Task statement ::
Write the data out again, word for word.

[Natural-language object grounding data]
+++
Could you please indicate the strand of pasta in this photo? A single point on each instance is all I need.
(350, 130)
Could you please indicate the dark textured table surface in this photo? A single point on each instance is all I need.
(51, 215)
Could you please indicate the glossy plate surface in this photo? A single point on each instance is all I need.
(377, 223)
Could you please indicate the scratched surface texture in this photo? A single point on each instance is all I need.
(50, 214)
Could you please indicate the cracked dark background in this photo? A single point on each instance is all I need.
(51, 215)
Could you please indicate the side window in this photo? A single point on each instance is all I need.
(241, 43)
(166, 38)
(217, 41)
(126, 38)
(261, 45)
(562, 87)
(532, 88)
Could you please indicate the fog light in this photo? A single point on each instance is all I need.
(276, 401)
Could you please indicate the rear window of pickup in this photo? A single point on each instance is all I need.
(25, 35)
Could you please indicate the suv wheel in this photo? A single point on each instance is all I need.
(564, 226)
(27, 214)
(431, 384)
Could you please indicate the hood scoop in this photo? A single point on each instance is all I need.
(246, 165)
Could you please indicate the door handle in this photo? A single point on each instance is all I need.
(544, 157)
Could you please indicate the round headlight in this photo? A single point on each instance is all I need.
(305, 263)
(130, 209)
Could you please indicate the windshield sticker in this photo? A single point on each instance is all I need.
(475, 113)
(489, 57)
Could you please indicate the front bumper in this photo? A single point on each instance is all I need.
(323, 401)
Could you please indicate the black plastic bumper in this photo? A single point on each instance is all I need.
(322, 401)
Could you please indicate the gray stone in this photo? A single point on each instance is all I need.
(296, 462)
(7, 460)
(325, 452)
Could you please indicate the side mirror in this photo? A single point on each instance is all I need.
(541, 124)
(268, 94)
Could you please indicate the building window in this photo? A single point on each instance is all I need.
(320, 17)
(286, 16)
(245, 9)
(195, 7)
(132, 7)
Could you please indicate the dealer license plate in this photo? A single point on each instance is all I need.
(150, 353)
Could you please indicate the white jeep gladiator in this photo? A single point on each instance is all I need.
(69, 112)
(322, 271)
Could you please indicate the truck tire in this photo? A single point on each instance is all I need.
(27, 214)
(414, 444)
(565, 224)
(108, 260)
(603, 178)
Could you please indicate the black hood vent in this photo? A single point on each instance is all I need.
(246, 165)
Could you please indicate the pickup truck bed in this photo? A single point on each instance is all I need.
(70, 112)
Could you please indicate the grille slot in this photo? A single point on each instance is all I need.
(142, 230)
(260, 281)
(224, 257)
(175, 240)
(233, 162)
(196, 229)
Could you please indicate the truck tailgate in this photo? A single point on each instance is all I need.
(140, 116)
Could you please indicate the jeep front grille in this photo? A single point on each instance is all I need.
+++
Task response ::
Could you please indicate the strand of pasta in this photo? A single point on each instance is all I need.
(350, 130)
Could you please indicate the dark textured table surface in this photo? A single point on each instance is all I need.
(51, 215)
Could you please indicate the glossy plate surface in this photo? A single point on each instance is all I need.
(377, 223)
Could you please indicate the scratched surface texture in this photo? A single point on each instance is all I need.
(50, 214)
Could you please indicate the cracked dark background in this photo? A single point on each instance is all I need.
(51, 215)
Could you please indicate the side window in this photo? A single point on each instance is all I need.
(241, 43)
(166, 38)
(217, 41)
(126, 38)
(261, 45)
(562, 87)
(532, 88)
Could you please indicate the fog light in this photo? A single point on each instance is all I need.
(276, 401)
Could you please indicate the rear window of pickup in this photo? A single point on each instance is all I need.
(25, 35)
Could you please indicate the suv wheel in this photo? A single point on each instance is all I need.
(564, 226)
(27, 214)
(431, 384)
Could you please indicate the hood scoop in this photo? A single point on each instance is all I need.
(246, 165)
Could you please indicate the door handle in this photo? A single point on each instance is all I need.
(544, 157)
Could you please indicate the round headlight in this photo? A single point on each instance is all I need.
(305, 263)
(130, 209)
Could you please indicate the windshield sticker in this photo? A single point on each instance is all I need.
(475, 113)
(489, 57)
Could you please indicate the front bumper in this photo? A single point on each instance is all I need.
(323, 401)
Could you please indicate the black plastic bumper in this photo? A single point on each instance is all I need.
(322, 401)
Could you please indicate the gray stone in this photo? A single point on each instance is all I need.
(296, 462)
(7, 460)
(325, 452)
Could you please indicate the side mirror in this photo? A single point on each instance is all I need.
(541, 124)
(268, 94)
Could you please indicate the building window in this photo? A single point on each instance is all I need.
(320, 17)
(286, 16)
(245, 9)
(195, 7)
(132, 7)
Could you please indicate the dealer license plate in this photo? A single point on each instance is all I need.
(150, 353)
Could you please indicate the white jeep gladiator in this photo? A single point on each instance is all I need.
(69, 112)
(322, 271)
Could you please indicate the truck tire in this photo? A single point on each instance is all I need.
(27, 214)
(414, 444)
(565, 224)
(108, 260)
(603, 178)
Could you please indicate the black hood vent in this photo? A single point on each instance is all I need.
(246, 165)
Could you please indicate the pickup truck bed in this photo? A single point on each instance is all I need.
(70, 112)
Could you please indicate the grille slot in this photo? A single point on each instance is all I need.
(142, 230)
(260, 281)
(224, 257)
(175, 240)
(233, 162)
(196, 229)
Could you please indicate the truck tailgate in this photo? A single point on each instance is all I need.
(140, 116)
Could you please indicate the jeep front grille in this photo? A single point on each instance is all I need.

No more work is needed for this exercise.